#### PROBLEM DETAILS:
Nothing but the pictures is dropped; write out all the remaining data below exactly.
● ● ●
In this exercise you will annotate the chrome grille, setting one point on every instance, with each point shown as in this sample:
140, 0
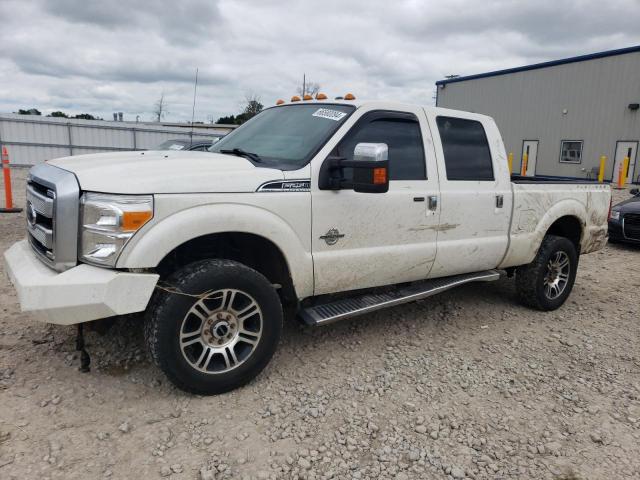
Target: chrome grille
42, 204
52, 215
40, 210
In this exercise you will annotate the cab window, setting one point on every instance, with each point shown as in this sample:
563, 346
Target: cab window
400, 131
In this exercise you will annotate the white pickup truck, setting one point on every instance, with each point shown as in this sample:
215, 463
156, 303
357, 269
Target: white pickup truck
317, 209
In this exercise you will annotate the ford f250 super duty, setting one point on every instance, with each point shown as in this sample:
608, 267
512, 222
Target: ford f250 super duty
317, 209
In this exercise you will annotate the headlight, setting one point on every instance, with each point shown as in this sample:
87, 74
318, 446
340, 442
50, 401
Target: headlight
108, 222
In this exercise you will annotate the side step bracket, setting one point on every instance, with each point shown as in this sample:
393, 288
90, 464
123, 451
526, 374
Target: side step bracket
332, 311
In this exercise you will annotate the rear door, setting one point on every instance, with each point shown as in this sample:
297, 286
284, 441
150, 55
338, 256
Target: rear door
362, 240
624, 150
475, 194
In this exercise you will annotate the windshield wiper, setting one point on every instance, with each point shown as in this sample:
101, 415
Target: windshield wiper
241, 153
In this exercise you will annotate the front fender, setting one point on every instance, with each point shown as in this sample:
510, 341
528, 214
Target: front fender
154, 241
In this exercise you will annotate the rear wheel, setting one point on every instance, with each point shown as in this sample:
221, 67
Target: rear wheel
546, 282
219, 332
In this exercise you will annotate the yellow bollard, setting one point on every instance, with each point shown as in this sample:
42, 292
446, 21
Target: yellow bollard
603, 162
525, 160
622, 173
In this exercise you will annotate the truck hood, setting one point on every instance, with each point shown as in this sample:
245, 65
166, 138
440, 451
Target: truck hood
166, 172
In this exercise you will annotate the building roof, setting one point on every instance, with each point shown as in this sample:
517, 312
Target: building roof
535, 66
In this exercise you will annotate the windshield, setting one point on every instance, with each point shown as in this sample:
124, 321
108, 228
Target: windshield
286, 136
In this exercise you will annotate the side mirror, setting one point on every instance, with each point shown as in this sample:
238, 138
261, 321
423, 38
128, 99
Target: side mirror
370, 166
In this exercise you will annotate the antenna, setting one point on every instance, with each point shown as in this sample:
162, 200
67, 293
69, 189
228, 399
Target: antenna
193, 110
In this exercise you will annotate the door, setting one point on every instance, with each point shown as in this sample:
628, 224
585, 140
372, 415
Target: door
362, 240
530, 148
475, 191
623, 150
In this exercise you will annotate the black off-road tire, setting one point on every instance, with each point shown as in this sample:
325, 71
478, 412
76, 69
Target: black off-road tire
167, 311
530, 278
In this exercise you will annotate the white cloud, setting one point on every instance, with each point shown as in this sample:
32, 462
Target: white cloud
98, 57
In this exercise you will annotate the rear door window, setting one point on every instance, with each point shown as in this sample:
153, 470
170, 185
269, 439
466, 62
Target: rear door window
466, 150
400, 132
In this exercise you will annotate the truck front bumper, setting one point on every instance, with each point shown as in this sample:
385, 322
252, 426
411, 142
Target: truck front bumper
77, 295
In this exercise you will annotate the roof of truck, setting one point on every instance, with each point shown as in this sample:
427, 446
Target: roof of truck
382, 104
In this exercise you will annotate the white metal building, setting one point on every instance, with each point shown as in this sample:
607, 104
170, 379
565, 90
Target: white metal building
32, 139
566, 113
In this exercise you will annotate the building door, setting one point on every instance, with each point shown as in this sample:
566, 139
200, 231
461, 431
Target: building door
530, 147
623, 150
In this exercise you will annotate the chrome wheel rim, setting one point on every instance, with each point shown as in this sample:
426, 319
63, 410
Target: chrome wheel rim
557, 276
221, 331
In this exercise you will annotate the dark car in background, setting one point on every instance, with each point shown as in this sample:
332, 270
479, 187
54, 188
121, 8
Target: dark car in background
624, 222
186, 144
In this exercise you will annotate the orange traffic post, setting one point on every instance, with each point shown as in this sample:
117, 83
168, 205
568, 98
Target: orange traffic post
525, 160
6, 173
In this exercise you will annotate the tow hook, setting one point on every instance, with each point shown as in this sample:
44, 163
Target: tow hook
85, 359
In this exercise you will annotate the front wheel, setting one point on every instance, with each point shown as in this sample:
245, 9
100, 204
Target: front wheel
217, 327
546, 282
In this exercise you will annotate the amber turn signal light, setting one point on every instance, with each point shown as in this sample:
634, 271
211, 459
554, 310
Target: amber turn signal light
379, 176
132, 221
● ● ●
#### THE ANSWER:
In this exercise you will annotate the chrome grille, setting one point on every instance, with each point shown as in this sample:
140, 0
Target: chrome grille
42, 204
52, 215
40, 210
In this exercise you will annotate the cab window, setting one point on every instance, with each point shown as in this sample:
563, 346
Target: cab window
400, 131
In this exercise you will annotate the white pickup truck, setting one point on every instance, with each point shown as in this sample:
215, 463
156, 303
357, 269
Target: white pickup truck
317, 209
In this exercise you will annotate the ford f250 super duty, setting one point on every instance, with each point shown as in this sample:
608, 267
512, 222
Target: ford f250 super duty
317, 209
In this exercise you will annotate the headlight, setting one point on every instance, with each point shown as in this sample:
87, 74
318, 446
340, 442
50, 401
Target: headlight
108, 222
In this exercise you will annotate the side step bracket, setting one point on every instance, with each point shown as in this sample:
393, 288
90, 464
123, 451
526, 374
Target: side step bracket
332, 311
In this exercise you will annotate the rear door, setting one point on every instance, with each point shown as in this sample:
297, 286
284, 441
150, 55
338, 256
Target: rear door
362, 240
624, 150
475, 194
In this exercise you will annotate the windshield wiper, setting one point on every instance, with each point shown as in this sample:
101, 415
Target: windshield wiper
241, 153
In this exercise you will annotate the front fender, setting one point on every instance, with each point shown as in this sample:
510, 341
528, 214
Target: front fender
154, 241
In this exercise you will annotate the rear wheel, setting one point on every instance, with each point shown as in this sample:
221, 67
Target: rear wheel
546, 282
219, 332
In this exercise you will annotate the yellow bollard, setting one point on every instance, with each point shown as in this sample:
42, 292
446, 21
Target: yellow bollard
603, 162
525, 160
622, 173
In this exercise you will annotate the truck hood, setting one point on every instance, with each point shown as in this sample:
245, 65
166, 138
440, 451
Target: truck hood
166, 172
In this exercise you will annotate the building roof, setting one point on every instance, with each point shown as in this sample:
517, 312
Target: building roof
535, 66
In this exercise you will annotate the windshield, setting one point on every instance, with each point shown as in this sample:
124, 321
108, 228
Target: windshield
286, 136
In this exercise you will annotate the side mirror, setting one point on every instance, with each point shown as in this sample:
238, 138
261, 321
423, 38
128, 99
Target: side mirror
370, 166
In this exercise you will annotate the antenna, setting one point on every instance, with each point shown as in this sample:
162, 200
67, 293
69, 189
228, 399
Target: antenna
193, 110
In this exercise you will annotate the door, setting one point on every instance, with each point shown as in this sample:
628, 224
585, 140
372, 415
Target: door
362, 240
530, 148
475, 191
623, 150
In this exercise you will annotate the black off-road tire, setting one point on every instance, with each point shown as in this sample:
325, 71
478, 412
76, 69
Target: black off-road tire
167, 311
530, 278
In this exercise you will annotate the white cloud, setting one point on every instance, with each point shown as in this sample:
32, 462
Target: white cloud
98, 57
In this exercise you will annotate the rear door window, setting one point on every instance, with each point shown as in this sample:
153, 470
170, 185
269, 439
466, 62
Target: rear door window
466, 150
400, 132
In this exercise you will annotate the truck front bumper, setting one point on every instance, with each point shown as in this sample:
385, 322
252, 426
411, 142
Target: truck front bumper
77, 295
In this exercise you will annotate the roof of truck, setting one point on every instance, with each point shown as in this sample:
427, 446
Target: roof of truck
382, 104
In this exercise you will annotate the white metal building, setting one point on every instance, with each point shown as in this sample:
607, 104
170, 379
565, 90
Target: white metal building
32, 139
566, 113
In this exercise you will annotate the building door, setting one point on every instance, with each point shown as in this sample:
566, 139
200, 231
461, 431
Target: building door
530, 147
623, 150
In this exercise you will annotate the chrome wheel rim, setting one point on every instance, with each point shown as in this sample:
426, 319
63, 410
Target: chrome wheel rim
557, 276
221, 331
In this exercise you will annotate the dark car in background, setting one point on every instance, with each point shown as in this sample:
332, 270
479, 187
54, 188
121, 8
Target: dark car in background
624, 222
186, 144
In this exercise you will annotate the orange traffic post, setting one point on every instance, with each point shown as in this sample:
117, 83
168, 205
568, 98
Target: orange traffic post
525, 160
6, 173
In this exercise you will annotate the tow hook, setting one point on every instance, with each point shown as in this sample:
44, 163
Target: tow hook
85, 359
In this exercise you will annotate the front wheel, setting one point on every instance, with each point shown as in this sample:
245, 9
100, 204
Target: front wheel
217, 327
546, 282
In this exercise you will annotate the amber turn signal light, setting one point on every instance, with each point shown as in this sample:
634, 271
211, 459
554, 310
Target: amber turn signal light
379, 176
132, 221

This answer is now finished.